WORKING DATA:
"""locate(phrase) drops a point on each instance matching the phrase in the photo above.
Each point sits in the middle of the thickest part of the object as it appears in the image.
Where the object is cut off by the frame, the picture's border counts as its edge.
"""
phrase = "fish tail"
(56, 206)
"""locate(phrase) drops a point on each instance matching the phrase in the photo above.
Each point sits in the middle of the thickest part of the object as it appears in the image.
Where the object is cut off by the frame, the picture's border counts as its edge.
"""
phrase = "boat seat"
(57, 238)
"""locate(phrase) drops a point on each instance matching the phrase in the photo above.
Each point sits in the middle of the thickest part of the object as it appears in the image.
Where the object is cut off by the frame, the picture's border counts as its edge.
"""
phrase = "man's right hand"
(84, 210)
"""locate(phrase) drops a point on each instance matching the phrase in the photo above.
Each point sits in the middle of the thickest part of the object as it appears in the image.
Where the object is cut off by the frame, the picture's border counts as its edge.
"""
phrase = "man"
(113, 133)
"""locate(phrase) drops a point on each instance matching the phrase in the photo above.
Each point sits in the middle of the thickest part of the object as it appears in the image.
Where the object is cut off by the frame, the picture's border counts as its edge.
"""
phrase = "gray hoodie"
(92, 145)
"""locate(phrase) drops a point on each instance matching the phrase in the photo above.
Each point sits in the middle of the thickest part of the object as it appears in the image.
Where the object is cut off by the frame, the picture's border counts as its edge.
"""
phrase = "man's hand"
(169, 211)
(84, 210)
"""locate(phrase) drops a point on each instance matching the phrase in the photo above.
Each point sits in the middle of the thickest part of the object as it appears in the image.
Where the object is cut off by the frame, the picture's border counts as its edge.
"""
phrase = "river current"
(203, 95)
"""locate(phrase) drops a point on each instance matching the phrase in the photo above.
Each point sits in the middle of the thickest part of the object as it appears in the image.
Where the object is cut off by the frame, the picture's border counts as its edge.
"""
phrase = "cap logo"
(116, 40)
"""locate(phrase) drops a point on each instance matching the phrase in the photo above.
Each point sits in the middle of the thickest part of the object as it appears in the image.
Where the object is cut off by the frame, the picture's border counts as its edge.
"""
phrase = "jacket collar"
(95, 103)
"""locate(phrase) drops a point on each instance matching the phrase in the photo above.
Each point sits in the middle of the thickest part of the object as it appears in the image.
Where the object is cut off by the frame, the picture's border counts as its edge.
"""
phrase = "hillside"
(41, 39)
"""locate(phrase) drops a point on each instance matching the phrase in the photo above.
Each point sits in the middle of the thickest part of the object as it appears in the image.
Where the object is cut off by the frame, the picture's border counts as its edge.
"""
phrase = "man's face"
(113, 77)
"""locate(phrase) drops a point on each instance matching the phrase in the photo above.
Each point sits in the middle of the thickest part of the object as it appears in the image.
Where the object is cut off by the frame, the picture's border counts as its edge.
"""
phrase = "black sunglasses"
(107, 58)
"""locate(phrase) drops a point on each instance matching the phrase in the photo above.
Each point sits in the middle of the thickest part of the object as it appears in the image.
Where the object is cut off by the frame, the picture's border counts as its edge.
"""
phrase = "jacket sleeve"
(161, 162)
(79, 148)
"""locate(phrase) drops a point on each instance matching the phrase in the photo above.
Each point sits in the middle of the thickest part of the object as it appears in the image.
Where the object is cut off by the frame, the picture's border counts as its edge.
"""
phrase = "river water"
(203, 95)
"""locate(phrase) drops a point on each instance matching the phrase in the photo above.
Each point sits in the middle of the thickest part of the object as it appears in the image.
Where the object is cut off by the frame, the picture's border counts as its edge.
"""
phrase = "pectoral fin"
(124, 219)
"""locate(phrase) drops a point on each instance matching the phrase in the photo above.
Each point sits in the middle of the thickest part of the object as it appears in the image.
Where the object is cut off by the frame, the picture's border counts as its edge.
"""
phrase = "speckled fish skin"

YOUR TASK: Report every line in the rows above that contains the word "fish".

ANSWER TO THIS EXERCISE:
phrase = "fish tail"
phrase = "speckled fish skin"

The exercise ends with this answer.